(Trecho fornecido)
§ §
5.2 FORMAÇÃO EM SERVIÇO E TRABALHO
Benedita da Silva
Retomamos às respostas de Benedita, quando perguntamos sobre a escolha profissional. Benedita: a sua atual profissão foi por escolha ou falta dela? Com um sorriso no rosto ela nos diz: “Falta de escolha, já trabalho nela há quatorze anos” Você gosta no que faz? “Aprendi a gostar”. Quando falamos sobre a expectativas com a função, a resposta é preocupante. Ela responde: “Quando você está na escola para trabalhar não adianta você dizer: sei fazer isso, eu sei fazer aquilo, porque ele já tem os próprios funcionários dele para trabalhar”
Para Benedita, a sua função não desejada não permite ascender, nem mesmo mostrar seus saberes. Em que medida os espaços de trabalho possibilitam aos seus funcionários ser mais do que os seus postos lhe definem. Como os postos de trabalho públicos podem contribuir para que os seus profissionais não sejam os “colaboradores” desse mudo escravocrata?
§ §
(Informações fornecidas)
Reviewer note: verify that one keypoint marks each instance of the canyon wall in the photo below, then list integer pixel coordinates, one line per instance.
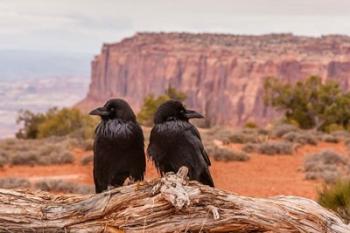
§ §
(Pedido 1)
Responda com base no trecho sobre Benedita da Silva, uma resposta por linha, marcadas com (a), (b) e (c):
(a) Há quantos anos Benedita trabalha na atual profissão?
(b) O que Benedita responde quando lhe perguntam se gosta do que faz?
(c) Segundo o trecho, o que a função não desejada de Benedita não lhe permite?
(Pedido 2)
Indique se cada afirmação concorda com o trecho sobre Benedita da Silva. Responda sim ou não e cite as palavras do trecho que decidem a resposta.
(a) Benedita chegou à profissão atual por escolha própria.
(b) Benedita sorri ao responder sobre a escolha profissional.
(c) O trecho considera tranquilizadora a resposta de Benedita sobre as expectativas com a função.
(Pedido 3) Escreva a continuação do trecho sobre Benedita da Silva, começando logo após a última frase apresentada.

(Resultado final 1)
(a) Há quatorze anos.
(b) “Aprendi a gostar”.
(c) Ascender, nem mesmo mostrar seus saberes.

(Resultado final 2)
(a) Não: “Falta de escolha, já trabalho nela há quatorze anos”
(b) Sim: “Com um sorriso no rosto ela nos diz”
(c) Não: “a resposta é preocupante”

(Resultado final 3)
Fátima Santiago
Fátima Santiago, ao ser perguntada sobre a função que exerce responde: “Serviços gerais”. Você trabalha por opção ou falta dela: “Por falta de escolha”. Em seguida ela apresenta alguns argumentos para justificar a sua baixa escolaridade, dizendo: “Porque minha mãe deu tudo a gente eu que não corri atras, então agora eu me arrependo”. Nas falas de Fátima ela sempre se coloca na condição de responsável pela condição em que se encontra.
Sabemos que é comum na faixa etária de crianças e jovens, os estudos serem considerados como algo chato, porém também sabemos que nas camadas sociais de maior poder aquisitivo, ou onde a família tem uma organização social que possibilite um acompanhamento do filho, a desistência aos estudos tem menor incidência. Portanto, o caso de Fátima deve ser olhado pelo crivo das políticas públicas. Em que medida a sua mãe, efetivamente lhe deu tudo? O que é esse tudo, pensando em equidade social. FREIRE (1987), ao falar sobre educação nos leva a refletir que não o sujeito sozinho quem se educa, muito menos os homens e mulheres que nos educam, o mundo que media essa educação e, esse mundo, é o conjunto de políticas, é a oferta equitativa, é a humanização do sujeito.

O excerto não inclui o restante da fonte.